++++ Task data
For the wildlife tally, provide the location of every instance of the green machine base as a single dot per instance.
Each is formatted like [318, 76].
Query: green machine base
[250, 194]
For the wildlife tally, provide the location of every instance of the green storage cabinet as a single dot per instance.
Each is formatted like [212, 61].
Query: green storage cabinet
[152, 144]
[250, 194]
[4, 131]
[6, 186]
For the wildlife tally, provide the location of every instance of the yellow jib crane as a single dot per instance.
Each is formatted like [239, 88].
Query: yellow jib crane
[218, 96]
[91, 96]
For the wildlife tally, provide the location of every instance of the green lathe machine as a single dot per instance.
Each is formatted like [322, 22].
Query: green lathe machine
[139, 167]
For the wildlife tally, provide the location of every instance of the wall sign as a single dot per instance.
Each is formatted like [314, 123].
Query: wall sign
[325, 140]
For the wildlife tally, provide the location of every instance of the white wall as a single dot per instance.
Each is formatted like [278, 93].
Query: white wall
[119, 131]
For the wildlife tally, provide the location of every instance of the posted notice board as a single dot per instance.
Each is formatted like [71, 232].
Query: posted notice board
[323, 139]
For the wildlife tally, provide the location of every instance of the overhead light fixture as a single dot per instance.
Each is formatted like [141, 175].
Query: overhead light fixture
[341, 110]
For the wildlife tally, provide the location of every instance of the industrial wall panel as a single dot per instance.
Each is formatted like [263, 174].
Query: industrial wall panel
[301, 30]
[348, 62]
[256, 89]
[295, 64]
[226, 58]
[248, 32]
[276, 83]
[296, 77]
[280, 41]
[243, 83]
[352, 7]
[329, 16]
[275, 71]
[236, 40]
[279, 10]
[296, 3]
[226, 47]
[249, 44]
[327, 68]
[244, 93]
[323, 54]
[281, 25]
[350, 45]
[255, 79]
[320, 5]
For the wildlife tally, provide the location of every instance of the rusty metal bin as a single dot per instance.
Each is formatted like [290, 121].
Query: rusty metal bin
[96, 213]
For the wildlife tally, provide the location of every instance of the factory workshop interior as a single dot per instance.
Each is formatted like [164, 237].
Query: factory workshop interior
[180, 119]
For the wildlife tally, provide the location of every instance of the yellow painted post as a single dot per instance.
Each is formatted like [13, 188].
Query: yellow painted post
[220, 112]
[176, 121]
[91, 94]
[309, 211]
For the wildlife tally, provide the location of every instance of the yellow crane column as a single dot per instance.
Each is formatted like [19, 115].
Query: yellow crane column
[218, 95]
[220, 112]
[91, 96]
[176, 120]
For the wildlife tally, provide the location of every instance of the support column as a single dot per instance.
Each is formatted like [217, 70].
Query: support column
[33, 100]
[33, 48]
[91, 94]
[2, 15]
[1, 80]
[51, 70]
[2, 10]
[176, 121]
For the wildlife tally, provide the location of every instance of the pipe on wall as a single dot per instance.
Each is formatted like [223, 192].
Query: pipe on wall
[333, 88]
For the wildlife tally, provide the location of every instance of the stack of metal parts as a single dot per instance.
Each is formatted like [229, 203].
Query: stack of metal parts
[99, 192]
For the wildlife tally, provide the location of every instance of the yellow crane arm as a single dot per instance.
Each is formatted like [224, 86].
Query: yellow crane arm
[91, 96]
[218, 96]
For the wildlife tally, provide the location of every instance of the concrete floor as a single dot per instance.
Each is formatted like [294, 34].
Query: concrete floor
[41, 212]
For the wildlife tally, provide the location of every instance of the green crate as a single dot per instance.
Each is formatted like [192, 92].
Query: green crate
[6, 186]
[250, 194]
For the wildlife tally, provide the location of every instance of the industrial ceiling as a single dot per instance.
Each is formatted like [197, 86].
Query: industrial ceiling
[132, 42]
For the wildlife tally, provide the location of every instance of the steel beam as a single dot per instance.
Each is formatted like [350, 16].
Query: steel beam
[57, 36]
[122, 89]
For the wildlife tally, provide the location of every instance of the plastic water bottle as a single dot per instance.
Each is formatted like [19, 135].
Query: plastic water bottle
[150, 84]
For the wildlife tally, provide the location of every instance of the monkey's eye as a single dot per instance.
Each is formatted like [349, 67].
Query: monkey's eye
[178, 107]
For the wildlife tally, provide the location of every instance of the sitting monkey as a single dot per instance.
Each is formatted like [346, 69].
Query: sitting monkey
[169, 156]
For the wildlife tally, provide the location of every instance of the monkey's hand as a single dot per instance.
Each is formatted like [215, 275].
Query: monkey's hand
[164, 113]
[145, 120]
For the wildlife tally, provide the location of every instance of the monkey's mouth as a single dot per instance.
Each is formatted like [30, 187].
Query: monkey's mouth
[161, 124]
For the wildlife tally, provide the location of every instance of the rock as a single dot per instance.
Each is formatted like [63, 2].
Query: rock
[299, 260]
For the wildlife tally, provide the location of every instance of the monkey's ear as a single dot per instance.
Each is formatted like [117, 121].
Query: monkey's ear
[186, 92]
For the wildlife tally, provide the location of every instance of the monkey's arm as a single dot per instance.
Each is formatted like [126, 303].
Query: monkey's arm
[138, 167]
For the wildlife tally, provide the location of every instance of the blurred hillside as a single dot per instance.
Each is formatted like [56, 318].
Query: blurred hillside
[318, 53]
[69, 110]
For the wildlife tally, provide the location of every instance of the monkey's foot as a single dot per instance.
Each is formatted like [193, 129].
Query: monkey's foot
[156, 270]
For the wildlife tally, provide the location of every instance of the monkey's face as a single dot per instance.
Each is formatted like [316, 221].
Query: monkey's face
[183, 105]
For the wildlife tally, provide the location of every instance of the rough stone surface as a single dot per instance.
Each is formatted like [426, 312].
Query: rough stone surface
++++++++
What you will do: Every line above must appear again in your reply, exactly as written.

Output for this exercise:
For the wildlife tally, provide the location of every instance of the green machine base as a single dot per instance.
Each is formatted like [318, 76].
Query: green machine base
[250, 194]
For the wildlife tally, provide the location of every instance of the green storage cabinet as a single dot per instance.
Each is formatted like [212, 61].
Query: green storage cabinet
[152, 144]
[250, 194]
[4, 131]
[6, 186]
For the wildlife tally, provide the location of every instance of the yellow jib crane as a single dot per instance.
Each is formatted like [239, 88].
Query: yellow jib crane
[218, 96]
[91, 96]
For the wildlife tally, provide the location of every instance of the green lathe machine as a single dot per instance.
Each is formatted like [322, 22].
Query: green lathe machine
[139, 167]
For the wildlife tally, provide the location of every instance of the wall sign as a single dot per instance.
Each is formatted like [314, 123].
Query: wall sign
[325, 140]
For the wildlife tally, provide the location of every instance of the white wall as a single dot per instance.
Each is formatted like [278, 93].
Query: white wall
[119, 131]
For the wildlife tally, provide the location of every instance of the posted notice board as a single dot per instance.
Each is formatted like [71, 232].
Query: posted notice board
[323, 139]
For the wildlife tally, provide the location of every instance of the overhead light fixture as a single dot per instance.
Each is formatted like [141, 175].
Query: overhead light fixture
[341, 110]
For the wildlife tally, provide the location of every instance of the industrial wall panel as a single dot per instance.
Each is formatted like [263, 174].
Query: industrial wall panel
[301, 30]
[348, 62]
[256, 89]
[295, 64]
[226, 58]
[248, 32]
[276, 83]
[296, 77]
[280, 41]
[243, 83]
[352, 7]
[329, 16]
[275, 71]
[236, 40]
[279, 10]
[296, 3]
[226, 47]
[249, 44]
[327, 68]
[244, 93]
[323, 54]
[281, 25]
[350, 45]
[255, 79]
[320, 5]
For the wildlife tally, provide the location of every instance of the rusty metal bin as a single dot per instance.
Each is formatted like [290, 121].
Query: rusty metal bin
[96, 213]
For the wildlife tally, provide the location of every instance of the factory workshop interior as a single dot per instance.
Each is formatted like [164, 237].
Query: factory workshop interior
[180, 119]
For the wildlife tally, provide the location of every instance of the yellow painted post as a single dot per instance.
Each is formatted like [13, 188].
Query: yellow painted post
[220, 112]
[176, 121]
[91, 94]
[309, 211]
For the wildlife tally, provide the location of every instance of the yellow crane column as a single dot per instance.
Each is formatted like [19, 115].
Query: yellow crane column
[218, 95]
[220, 112]
[91, 96]
[176, 120]
For the wildlife tally, provide the location of every instance of the support column as a single dot per instance.
Each is formatted like [217, 70].
Query: support column
[33, 100]
[33, 48]
[91, 94]
[2, 15]
[1, 80]
[51, 70]
[2, 10]
[176, 121]
For the wildlife tally, provide the location of every instance of the pipe on wall as a single dot per instance.
Each is formatted like [223, 192].
Query: pipe on wall
[333, 88]
For the wildlife tally, provide the location of every instance of the stack of metal parts as a single dot per instance.
Each is formatted like [229, 203].
Query: stack of metal parts
[99, 192]
For the wildlife tally, provide the location of every instance of the yellow crane arm as a single dot per instance.
Each is formatted like [224, 86].
Query: yellow crane arm
[91, 96]
[218, 96]
For the wildlife tally, provide the location of every instance of the concrete floor as a single dot per instance.
Each is formatted like [294, 34].
Query: concrete floor
[41, 212]
For the wildlife tally, provide the location of every instance of the green crate as a single dot per instance.
Each is formatted like [192, 92].
Query: green crate
[6, 186]
[250, 194]
For the wildlife tally, provide the location of every instance of the industrial ceiling as a single dot per instance.
Each is formatted like [197, 86].
Query: industrial ceiling
[132, 42]
For the wildlife tally, provide the location of every instance of the steel beam as a single dot per instance.
Each is formatted like [350, 16].
Query: steel beam
[57, 36]
[122, 89]
For the wildlife tally, provide the location of every instance of the plastic water bottle as a single dot per instance.
Each is formatted like [19, 135].
Query: plastic water bottle
[150, 84]
For the wildlife tally, provide the location of every instance of the monkey's eye as a single dot per instance.
Each is formatted like [349, 67].
Query: monkey's eye
[178, 107]
For the wildlife tally, provide the location of every instance of the sitting monkey as a single dot per instance.
Each is formatted like [346, 69].
Query: sitting monkey
[169, 156]
For the wildlife tally, provide the location of every instance of the monkey's hand as a single dot per instance.
Each is formatted like [215, 275].
Query: monkey's hand
[164, 113]
[145, 120]
For the wildlife tally, provide the location of every instance of the monkey's mouth as a single dot per instance.
Each is formatted like [30, 187].
Query: monkey's mouth
[161, 124]
For the wildlife tally, provide the location of every instance of the rock as a single dot per instance.
Each is formatted like [63, 2].
Query: rock
[299, 260]
For the wildlife tally, provide the location of every instance of the monkey's ear as a single dot per instance.
Each is formatted like [117, 121].
Query: monkey's ear
[186, 92]
For the wildlife tally, provide the location of every instance of the monkey's arm as a single dot per instance.
Each is formatted like [126, 303].
Query: monkey's arm
[138, 167]
For the wildlife tally, provide the location of every instance of the blurred hillside as a single dot per instance.
Each is formatted like [56, 318].
Query: blurred hillside
[318, 53]
[69, 110]
For the wildlife tally, provide the location of every instance of the monkey's foot as a single dot per instance.
Each is formatted like [193, 129].
Query: monkey's foot
[156, 270]
For the wildlife tally, provide the location of every instance of the monkey's face as a single dot per instance.
Each is formatted like [316, 221].
Query: monkey's face
[183, 105]
For the wildlife tally, provide the location of every instance of the rough stone surface as a single dot per instance.
Each is formatted like [426, 312].
Query: rough stone surface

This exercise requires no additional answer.